Published online Mar 19, 2021. doi: 10.5498/wjp.v11.i3.73
Peer-review started: December 1, 2020
First decision: December 12, 2020
Revised: December 23, 2020
Accepted: January 28, 2021
Article in press: January 28, 2021
Published online: March 19, 2021
Illness anxiety disorder (IAD) is a common, distressing, and debilitating condition with the key feature being a persistent conviction of the possibility of having one or more serious or progressive physical disorders. Because eye movements (EMs) are guided by visual-spatial attention, eye-tracking technology is a comparatively direct, continuous measure of attention direction and speed when stimuli are oriented. Researchers have tried to identify selective visual attention biases by tracking EMs within dot-probe paradigms because the dot-probe paradigm can distinguish these attentional biases more clearly.
There are numerous studies that have investigated individuals with high social anxiety, generalized anxiety disorder, and depressive disorder, using EMs and a modified probe detection task to pictures of faces. However, no studies have provided an in-depth analysis of illness anxiety disorder using EMs.
Using the dot-probe paradigm, our primary aim in the current study was to explore the specificity of attention bias in IAD. In addition, we aimed to examine whether patients will display orienting attention biases, reflected by fixating first and more rapidly on illness stimuli than other alternatives.
A case-control study design was used for the study, with the sample consisting of an IAD patient group and a healthy control (HC) group. Participants were recruited via e-mail and newspaper advertisement from Beijing An’Ding Hospital. The patient group fulfilled the criteria for IAD (DSM-5 and formerly named hypochondriasis in DSM-4) according to the Diagnostic and Statistical Manual of Mental Disorders (DSM-IV-TR). The stimuli used in the dot-probe task consisted of 128 pictures including 35 pictures from China internet sources, and 93 pictures selected from the International Affective Pictures System, which were grouped into four main categories: Illness-related, social threat, positive, and neutral pictures. These pictures were used to assess attentional bias in IAD patients. All four EM indicators were statistically analyzed using independent sample t-test. The differences between IAD group and HC group were compared on different types of images. The mean value of the group was compared with that of independent samples test, and P < 0.05 indicated that the difference was statistically significant.

==========

(Tasks to complete)
• a. How many pictures made up the stimuli in the dot-probe task described in the illness anxiety disorder study?
• b. Copy from the illness anxiety disorder study everything from "Published online Mar" down to "biases more clearly.", word for word.
• c. Carry on the illness anxiety disorder study text from the point where it stops.

Referring expression data:
==========

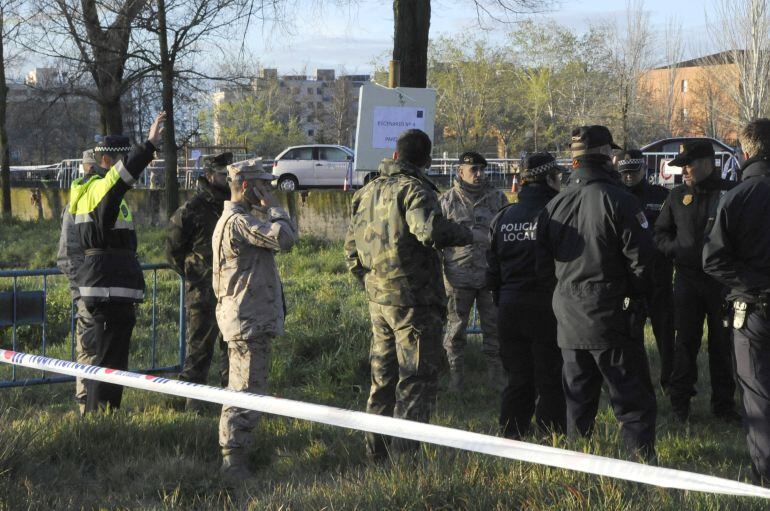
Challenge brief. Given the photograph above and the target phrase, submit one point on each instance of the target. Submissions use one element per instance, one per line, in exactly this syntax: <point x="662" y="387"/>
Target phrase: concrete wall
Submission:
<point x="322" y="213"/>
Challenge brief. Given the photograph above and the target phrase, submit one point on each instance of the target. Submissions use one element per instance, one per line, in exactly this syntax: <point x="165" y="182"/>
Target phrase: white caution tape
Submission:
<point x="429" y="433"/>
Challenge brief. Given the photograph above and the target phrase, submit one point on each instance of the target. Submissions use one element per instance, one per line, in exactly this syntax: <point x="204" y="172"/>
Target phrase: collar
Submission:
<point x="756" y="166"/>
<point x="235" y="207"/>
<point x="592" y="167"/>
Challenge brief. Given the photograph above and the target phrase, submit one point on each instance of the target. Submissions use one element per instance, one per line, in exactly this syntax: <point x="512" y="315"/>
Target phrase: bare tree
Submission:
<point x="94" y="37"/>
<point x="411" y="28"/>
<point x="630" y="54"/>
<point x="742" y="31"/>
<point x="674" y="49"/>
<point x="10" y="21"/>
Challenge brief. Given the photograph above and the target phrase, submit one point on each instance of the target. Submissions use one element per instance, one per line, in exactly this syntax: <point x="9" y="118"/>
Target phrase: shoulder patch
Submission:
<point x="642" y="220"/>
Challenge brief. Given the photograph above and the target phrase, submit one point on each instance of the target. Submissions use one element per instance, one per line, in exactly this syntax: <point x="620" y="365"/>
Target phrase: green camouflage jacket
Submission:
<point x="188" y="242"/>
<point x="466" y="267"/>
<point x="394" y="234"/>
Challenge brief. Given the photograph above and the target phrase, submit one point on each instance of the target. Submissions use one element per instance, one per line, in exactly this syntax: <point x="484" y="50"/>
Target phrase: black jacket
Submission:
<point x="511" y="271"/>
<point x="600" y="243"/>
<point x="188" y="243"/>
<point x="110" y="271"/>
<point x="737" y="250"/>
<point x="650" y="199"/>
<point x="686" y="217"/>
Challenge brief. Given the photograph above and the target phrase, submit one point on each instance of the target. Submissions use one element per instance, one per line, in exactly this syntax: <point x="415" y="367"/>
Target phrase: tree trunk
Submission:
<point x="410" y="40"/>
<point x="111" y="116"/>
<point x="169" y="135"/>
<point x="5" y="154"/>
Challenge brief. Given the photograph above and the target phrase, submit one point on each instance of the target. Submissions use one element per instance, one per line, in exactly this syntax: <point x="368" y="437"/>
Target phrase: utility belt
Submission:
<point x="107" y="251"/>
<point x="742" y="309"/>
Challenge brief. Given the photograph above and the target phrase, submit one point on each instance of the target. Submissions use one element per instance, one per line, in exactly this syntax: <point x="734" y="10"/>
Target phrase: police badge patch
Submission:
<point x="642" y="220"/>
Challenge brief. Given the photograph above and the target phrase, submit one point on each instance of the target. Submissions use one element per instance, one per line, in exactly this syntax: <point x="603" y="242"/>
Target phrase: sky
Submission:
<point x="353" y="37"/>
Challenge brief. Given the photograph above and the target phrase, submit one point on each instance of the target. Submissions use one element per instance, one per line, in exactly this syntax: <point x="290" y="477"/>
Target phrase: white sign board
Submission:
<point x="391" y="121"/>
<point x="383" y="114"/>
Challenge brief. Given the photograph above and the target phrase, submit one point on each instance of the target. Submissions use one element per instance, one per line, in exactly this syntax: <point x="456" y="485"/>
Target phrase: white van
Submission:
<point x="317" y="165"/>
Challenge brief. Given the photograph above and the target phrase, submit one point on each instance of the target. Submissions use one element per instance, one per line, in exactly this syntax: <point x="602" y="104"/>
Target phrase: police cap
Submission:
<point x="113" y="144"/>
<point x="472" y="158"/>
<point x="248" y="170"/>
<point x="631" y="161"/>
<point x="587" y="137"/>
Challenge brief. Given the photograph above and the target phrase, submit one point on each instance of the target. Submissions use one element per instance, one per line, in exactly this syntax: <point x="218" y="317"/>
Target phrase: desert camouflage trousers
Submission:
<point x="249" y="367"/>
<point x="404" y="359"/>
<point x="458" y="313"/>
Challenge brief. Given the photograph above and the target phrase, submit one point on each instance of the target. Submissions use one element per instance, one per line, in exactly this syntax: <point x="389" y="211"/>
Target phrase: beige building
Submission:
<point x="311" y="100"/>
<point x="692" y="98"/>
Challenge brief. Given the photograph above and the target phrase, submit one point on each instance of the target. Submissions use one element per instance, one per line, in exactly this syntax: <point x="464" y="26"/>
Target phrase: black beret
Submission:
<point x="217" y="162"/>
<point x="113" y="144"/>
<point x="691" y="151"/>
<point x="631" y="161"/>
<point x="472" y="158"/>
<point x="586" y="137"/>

==========

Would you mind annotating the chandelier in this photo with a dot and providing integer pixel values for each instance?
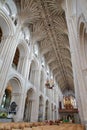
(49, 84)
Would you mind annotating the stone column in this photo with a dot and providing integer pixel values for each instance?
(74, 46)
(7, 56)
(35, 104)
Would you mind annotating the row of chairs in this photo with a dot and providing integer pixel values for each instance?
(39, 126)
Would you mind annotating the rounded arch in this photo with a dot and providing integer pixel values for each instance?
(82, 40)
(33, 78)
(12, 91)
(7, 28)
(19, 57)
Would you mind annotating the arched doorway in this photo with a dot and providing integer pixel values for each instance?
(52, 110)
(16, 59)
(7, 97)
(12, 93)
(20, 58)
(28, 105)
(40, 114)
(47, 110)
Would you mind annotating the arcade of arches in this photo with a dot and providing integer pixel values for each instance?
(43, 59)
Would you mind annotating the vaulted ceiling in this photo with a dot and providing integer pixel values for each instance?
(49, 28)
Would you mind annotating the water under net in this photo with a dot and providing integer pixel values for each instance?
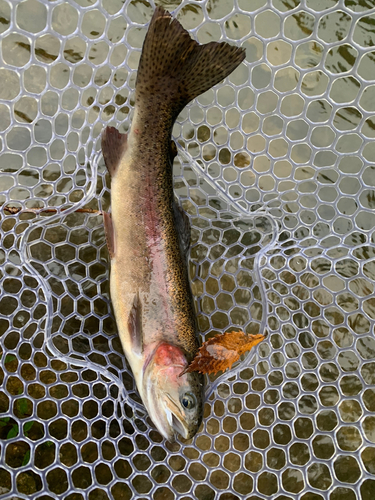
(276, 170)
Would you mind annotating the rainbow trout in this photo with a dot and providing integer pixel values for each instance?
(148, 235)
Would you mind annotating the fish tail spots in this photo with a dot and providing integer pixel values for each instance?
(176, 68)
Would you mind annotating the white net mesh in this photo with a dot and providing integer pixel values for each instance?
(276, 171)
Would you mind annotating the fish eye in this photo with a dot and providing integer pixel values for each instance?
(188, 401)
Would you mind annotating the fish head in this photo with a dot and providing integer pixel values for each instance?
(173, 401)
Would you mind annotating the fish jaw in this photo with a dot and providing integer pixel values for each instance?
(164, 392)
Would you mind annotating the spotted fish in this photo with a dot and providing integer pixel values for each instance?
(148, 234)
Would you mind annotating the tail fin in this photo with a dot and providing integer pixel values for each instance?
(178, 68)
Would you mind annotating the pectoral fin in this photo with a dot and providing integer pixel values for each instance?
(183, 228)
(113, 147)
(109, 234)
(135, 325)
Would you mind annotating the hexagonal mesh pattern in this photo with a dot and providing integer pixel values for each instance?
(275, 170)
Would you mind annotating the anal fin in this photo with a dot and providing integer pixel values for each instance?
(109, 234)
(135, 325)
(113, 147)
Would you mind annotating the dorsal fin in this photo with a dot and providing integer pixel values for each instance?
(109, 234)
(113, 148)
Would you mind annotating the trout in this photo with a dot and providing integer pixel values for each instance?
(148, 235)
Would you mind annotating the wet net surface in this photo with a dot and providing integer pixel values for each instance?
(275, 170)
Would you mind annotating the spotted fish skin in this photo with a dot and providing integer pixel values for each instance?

==========

(Answers by item)
• a. 128 pictures.

• b.
Published online Mar 19, 2021. doi: 10.5498/wjp.v11.i3.73
Peer-review started: December 1, 2020
First decision: December 12, 2020
Revised: December 23, 2020
Accepted: January 28, 2021
Article in press: January 28, 2021
Published online: March 19, 2021
Illness anxiety disorder (IAD) is a common, distressing, and debilitating condition with the key feature being a persistent conviction of the possibility of having one or more serious or progressive physical disorders. Because eye movements (EMs) are guided by visual-spatial attention, eye-tracking technology is a comparatively direct, continuous measure of attention direction and speed when stimuli are oriented. Researchers have tried to identify selective visual attention biases by tracking EMs within dot-probe paradigms because the dot-probe paradigm can distinguish these attentional biases more clearly.

• c.
When presented with disease-related images, the first-fixation direction of the IAD group was lower than that of the HC group (t = -2.467, P = 0.017); while presented with neutral images, it was higher than that of HC group (t = 2.467, P = 0.017). When the participants were presented with the disease–neutral image pairs, independent sample t-test found that the first-fixation duration of the IAD group (280.476 ± 55.154) for the disease picture was significantly greater than that of the HC group (252.807 ± 45.075) (t = 2.128, P = 0.038). When the participants were presented with the disease–social threat image pairs, independent sample t-test found that the first-fixation duration of the IAD group (281.20 ± 61.472) for the disease picture was significantly greater than that of the HC group (246.40 ± 30.991; t = 2.769, P = 0.008). There was also a difference in the social threat picture (IAD group: 296.86 ± 58.129, HC group: 266.37 ± 40.172; t = 2.363, P = 0.022). Independent sample t-test showed the overall fixation frequency bias toward the disease images in the IAD group was higher than in the HC group (t = 1.841, P = 0.071), and fixation frequency bias toward the positive images was lower than in the HC group (t = -1.841, P = 0.071).
Patients with IAD have an attention bias that is mainly manifested as an overall attentional avoidance when presented illness-related stimuli with disease, positive, and neutral stimuli, as well as avoidance of attention at the early attention stage when presented with neutral stimuli; however, IAD performance showed higher delayed disengagement bias to illness and disease-related stimulus than did the HCs. In addition, this study found that patients with suspected disorders with significant anxiety symptoms show attention bias in the late stage of attention processing, and struggle to dismiss the stimulus, showing delayed detachment.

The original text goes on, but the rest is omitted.